Transcribe exactly the line containing "Place a point on every instance of the telegraph" and every line after it, through the end of the records below.

------------------------------------

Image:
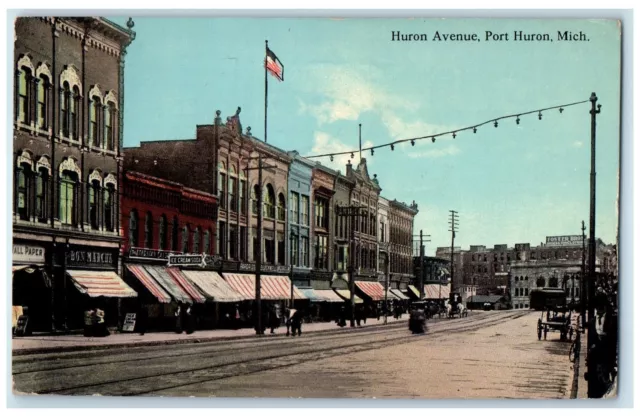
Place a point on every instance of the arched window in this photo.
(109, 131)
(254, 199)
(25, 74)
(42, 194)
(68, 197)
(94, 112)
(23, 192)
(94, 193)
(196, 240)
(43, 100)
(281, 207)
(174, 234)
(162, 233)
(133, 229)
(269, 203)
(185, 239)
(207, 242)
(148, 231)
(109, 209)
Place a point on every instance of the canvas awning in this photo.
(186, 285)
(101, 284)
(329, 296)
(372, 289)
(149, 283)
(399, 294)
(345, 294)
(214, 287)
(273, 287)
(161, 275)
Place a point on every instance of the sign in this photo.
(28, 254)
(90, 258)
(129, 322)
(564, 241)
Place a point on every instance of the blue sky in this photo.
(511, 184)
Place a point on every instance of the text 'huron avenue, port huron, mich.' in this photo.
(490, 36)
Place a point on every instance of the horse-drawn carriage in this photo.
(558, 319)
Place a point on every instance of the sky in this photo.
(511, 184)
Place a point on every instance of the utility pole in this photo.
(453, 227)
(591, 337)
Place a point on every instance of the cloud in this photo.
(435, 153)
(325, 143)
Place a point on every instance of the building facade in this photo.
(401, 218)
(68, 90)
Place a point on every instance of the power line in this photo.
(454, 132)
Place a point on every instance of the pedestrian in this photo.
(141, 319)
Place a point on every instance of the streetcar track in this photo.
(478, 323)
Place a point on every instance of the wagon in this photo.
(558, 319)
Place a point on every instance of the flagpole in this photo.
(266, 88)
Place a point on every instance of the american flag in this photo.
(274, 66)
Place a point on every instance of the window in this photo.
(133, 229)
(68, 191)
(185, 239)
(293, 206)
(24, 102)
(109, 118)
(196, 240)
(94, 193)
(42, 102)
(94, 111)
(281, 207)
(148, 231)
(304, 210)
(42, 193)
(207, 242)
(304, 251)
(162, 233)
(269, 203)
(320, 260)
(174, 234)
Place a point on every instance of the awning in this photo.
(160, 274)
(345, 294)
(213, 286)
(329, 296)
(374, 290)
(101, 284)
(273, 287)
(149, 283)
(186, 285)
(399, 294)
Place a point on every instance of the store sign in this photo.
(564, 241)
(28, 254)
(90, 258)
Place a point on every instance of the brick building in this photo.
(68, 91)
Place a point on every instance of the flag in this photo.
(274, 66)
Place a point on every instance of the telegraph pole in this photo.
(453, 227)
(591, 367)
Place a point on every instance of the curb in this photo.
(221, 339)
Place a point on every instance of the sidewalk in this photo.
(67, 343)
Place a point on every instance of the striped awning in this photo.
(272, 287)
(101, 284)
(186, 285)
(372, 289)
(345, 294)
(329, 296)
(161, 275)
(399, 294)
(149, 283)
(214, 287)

------------------------------------

● **Expected answer**:
Place a point on every instance of the telegraph pole in this photo.
(453, 227)
(591, 367)
Place a point on every instance of the curb in this photo.
(221, 339)
Place a point on every instance of the sidewalk in this photo.
(67, 343)
Place a point on every instance of the striped awning in this photo.
(272, 287)
(101, 284)
(186, 285)
(372, 289)
(345, 294)
(329, 296)
(161, 275)
(399, 294)
(149, 283)
(214, 287)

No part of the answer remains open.